(What the exercise asks): Reproduce only the lines from the one containing "wall for player-tracking calibration." through the end of the data, exactly as they stand.

[Saved entries]
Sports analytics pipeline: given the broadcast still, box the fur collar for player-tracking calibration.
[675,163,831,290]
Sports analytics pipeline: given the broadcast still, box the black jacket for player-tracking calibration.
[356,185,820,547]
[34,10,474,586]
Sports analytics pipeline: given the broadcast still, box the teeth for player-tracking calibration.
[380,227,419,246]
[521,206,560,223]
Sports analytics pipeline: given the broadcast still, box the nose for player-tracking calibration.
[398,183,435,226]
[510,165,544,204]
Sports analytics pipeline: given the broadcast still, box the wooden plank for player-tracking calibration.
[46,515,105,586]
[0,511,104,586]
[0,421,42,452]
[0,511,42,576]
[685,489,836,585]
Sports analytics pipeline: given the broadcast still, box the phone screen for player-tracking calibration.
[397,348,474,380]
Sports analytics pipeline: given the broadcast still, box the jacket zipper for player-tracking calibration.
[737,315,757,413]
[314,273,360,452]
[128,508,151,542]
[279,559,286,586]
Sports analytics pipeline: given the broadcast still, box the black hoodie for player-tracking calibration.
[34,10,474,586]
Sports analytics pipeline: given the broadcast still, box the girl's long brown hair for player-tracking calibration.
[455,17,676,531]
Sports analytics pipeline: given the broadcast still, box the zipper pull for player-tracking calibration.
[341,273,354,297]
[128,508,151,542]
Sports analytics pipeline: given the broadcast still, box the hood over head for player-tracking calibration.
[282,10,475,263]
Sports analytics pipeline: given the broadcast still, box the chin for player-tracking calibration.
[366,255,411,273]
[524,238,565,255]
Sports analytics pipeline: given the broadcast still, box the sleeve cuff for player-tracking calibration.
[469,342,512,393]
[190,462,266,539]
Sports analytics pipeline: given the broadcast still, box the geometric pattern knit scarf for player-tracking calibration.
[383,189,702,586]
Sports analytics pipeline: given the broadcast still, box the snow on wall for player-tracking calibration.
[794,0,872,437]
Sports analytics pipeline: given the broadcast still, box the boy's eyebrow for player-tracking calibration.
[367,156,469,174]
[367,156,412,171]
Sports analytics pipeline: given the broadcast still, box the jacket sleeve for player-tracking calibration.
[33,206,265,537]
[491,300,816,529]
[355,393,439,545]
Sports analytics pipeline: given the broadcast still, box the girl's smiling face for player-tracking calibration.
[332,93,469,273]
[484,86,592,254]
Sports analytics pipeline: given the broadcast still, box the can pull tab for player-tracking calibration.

(Answer area):
Sports analytics pipeline: given the broadcast still, box the snow on wall for player-tracking calibration.
[794,0,872,437]
Sports analytics pipeline: given the broadcast still, box the boy's eyebrow for player-tracking calibration.
[367,156,469,174]
[367,156,412,171]
Sports analytics pipeline: given the broadcast still, box the jacket sleeve for player-tracking calibration.
[33,206,265,537]
[491,300,816,529]
[355,393,439,545]
Sports analytics pipeline: given the broadcast still, box the girl's smiling face for player-tracking calibration.
[332,93,469,273]
[484,86,592,254]
Sports analytics pipeline: given the broadcast still, box the can pull tab for player-tracking calibration.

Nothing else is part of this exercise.